* _Point-per-instance localization data_:
+--

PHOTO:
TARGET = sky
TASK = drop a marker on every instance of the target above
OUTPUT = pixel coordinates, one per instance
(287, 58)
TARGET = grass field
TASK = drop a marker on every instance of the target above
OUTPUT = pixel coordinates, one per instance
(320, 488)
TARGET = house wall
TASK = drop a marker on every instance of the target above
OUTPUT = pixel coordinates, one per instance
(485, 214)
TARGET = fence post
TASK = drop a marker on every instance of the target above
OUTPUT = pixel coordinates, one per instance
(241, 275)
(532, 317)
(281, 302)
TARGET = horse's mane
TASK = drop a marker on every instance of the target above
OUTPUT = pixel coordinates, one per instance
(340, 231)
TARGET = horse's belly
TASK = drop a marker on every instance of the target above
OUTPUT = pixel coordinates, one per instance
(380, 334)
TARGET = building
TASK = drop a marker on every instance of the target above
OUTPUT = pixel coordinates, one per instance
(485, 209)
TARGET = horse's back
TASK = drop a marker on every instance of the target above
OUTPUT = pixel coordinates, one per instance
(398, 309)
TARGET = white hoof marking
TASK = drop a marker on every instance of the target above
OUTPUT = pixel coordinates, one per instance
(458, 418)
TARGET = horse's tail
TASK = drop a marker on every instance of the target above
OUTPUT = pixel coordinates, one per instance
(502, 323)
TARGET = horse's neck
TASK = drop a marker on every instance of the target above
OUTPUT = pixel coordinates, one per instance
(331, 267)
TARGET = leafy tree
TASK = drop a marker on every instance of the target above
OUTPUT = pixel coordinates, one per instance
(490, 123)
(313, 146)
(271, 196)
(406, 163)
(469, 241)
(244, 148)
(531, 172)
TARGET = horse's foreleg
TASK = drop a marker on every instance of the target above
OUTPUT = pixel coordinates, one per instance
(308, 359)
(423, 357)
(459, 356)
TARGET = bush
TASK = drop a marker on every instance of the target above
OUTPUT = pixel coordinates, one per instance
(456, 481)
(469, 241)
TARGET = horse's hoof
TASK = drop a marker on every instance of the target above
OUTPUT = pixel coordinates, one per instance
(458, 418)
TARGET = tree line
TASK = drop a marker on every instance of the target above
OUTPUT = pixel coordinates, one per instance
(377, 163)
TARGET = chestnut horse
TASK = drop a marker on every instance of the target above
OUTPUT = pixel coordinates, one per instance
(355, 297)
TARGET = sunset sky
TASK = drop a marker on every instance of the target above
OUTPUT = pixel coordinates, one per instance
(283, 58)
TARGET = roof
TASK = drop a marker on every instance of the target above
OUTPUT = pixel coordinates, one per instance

+--

* _Activity_:
The output should match the records above exactly, line for line.

* _Solution_:
PHOTO:
TARGET = sky
TASK = drop a marker on every instance of the target above
OUTPUT = pixel coordinates, one per instance
(287, 58)
TARGET = grass field
TASK = drop a marker on every instance of the target above
OUTPUT = pixel coordinates, one per instance
(320, 488)
TARGET = house wall
TASK = drop a marker on every instance of the target above
OUTPUT = pixel coordinates, one per instance
(485, 214)
TARGET = fence post
TASK = drop a marker on every instance of the target above
OUTPUT = pixel coordinates, one per instance
(241, 275)
(532, 317)
(281, 302)
TARGET = horse's mane
TASK = drop a marker on every instance of the target above
OUTPUT = pixel coordinates, one per instance
(340, 231)
TARGET = horse's belly
TASK = drop a marker on every instance of the target above
OUTPUT = pixel coordinates, one per instance
(380, 334)
TARGET = building
TASK = drop a marker on every instance of the target above
OUTPUT = pixel coordinates, one per instance
(485, 209)
TARGET = horse's back
TASK = drop a marker on every instance of the target above
OUTPUT = pixel coordinates, one per instance
(398, 309)
TARGET = white hoof marking
TASK = drop a marker on every instance of the target above
OUTPUT = pixel coordinates, one per instance
(458, 418)
TARGET = horse's tail
TASK = drop a marker on every instance of the target above
OUTPUT = pixel coordinates, one per instance
(502, 323)
TARGET = horse's neck
TASK = drop a marker on every instance of the target above
OUTPUT = pixel coordinates, one per instance
(331, 267)
TARGET = leafy tree
TASK = drop a marker on every instance of the target above
OUTPUT = pixel coordinates, one per instance
(490, 123)
(313, 146)
(271, 196)
(406, 163)
(469, 241)
(244, 148)
(531, 172)
TARGET = horse's foreleg
TASK = drop a marker on every instance of the target above
OUTPUT = pixel coordinates, one per instance
(308, 359)
(423, 357)
(459, 356)
TARGET = bush
TASK = drop a marker on every instance of the target above
OUTPUT = pixel coordinates, one per instance
(456, 481)
(469, 241)
TARGET = horse's hoof
TASK = drop a marker on every instance of the target above
OUTPUT = pixel coordinates, one per instance
(458, 418)
TARGET = tree line
TASK = drop a marker on every instance of the target above
OUTPUT = pixel coordinates, one per instance
(377, 163)
TARGET = chestnut horse
TASK = drop a marker on every instance of the target above
OUTPUT = pixel coordinates, one per instance
(355, 297)
TARGET = sunset sky
TASK = drop a marker on every instance of the target above
OUTPUT = pixel coordinates, one per instance
(283, 58)
TARGET = roof
TASK = drop a marker on every instance of the target above
OUTPUT = pixel coordinates, one per instance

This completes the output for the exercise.